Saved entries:

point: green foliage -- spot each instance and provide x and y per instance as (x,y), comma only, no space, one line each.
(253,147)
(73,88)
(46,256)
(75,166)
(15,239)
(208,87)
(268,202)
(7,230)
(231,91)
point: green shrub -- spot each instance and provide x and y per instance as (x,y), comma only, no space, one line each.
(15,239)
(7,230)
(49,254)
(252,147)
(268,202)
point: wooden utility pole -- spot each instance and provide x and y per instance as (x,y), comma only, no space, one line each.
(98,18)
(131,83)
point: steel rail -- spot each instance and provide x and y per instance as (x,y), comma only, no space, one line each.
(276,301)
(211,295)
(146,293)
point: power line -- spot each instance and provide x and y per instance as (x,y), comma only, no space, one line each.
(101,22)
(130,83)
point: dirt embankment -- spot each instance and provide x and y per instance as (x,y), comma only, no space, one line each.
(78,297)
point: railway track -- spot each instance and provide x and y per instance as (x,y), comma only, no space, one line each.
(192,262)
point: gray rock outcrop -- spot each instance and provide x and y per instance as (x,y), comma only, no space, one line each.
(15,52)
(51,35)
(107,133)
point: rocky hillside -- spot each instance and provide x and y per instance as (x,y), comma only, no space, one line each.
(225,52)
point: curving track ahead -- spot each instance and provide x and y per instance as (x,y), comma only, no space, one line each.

■ Activity
After reading the data above, return it verbatim in full.

■ Your solution
point: green foliage -- spot each instance and provide x and y per instance as (x,y), comma only, no space, one line each.
(253,147)
(73,88)
(46,256)
(75,166)
(15,239)
(208,87)
(268,202)
(7,230)
(231,91)
point: green shrub -- spot each instance and provide x and y per instance as (x,y), comma only, no space, one line each.
(15,239)
(7,230)
(49,254)
(252,147)
(268,202)
point: wooden utility pole -- spot each instance and provide x and y per instance as (x,y), comma only, no space, one line each.
(98,18)
(131,83)
point: steel rail -- spot each instance and provide x and y per instance as (x,y), comma only, no space, one line each.
(276,301)
(211,295)
(146,293)
point: power line -- spot each instance and provide x and y per instance as (x,y), comma only, no space, one line each.
(101,22)
(130,83)
point: dirt embankment -- spot each instance and provide x and y per instance as (x,y), comma only, no space, one line each.
(78,297)
point: railway track -- spot each instance and provide x and y per instance as (x,y), comma only, no space, one line each.
(192,262)
point: gray rock outcrop -- spot each instance and provide x and y per instance as (x,y), comma only, no space, one line each.
(15,52)
(51,35)
(107,133)
point: rocky hillside -- spot each instance and provide x and y per instance as (x,y), comma only, no space, one line each.
(225,52)
point: curving track ahead -- spot each instance and provide x and y per instance as (x,y), comma only, no space, one line each.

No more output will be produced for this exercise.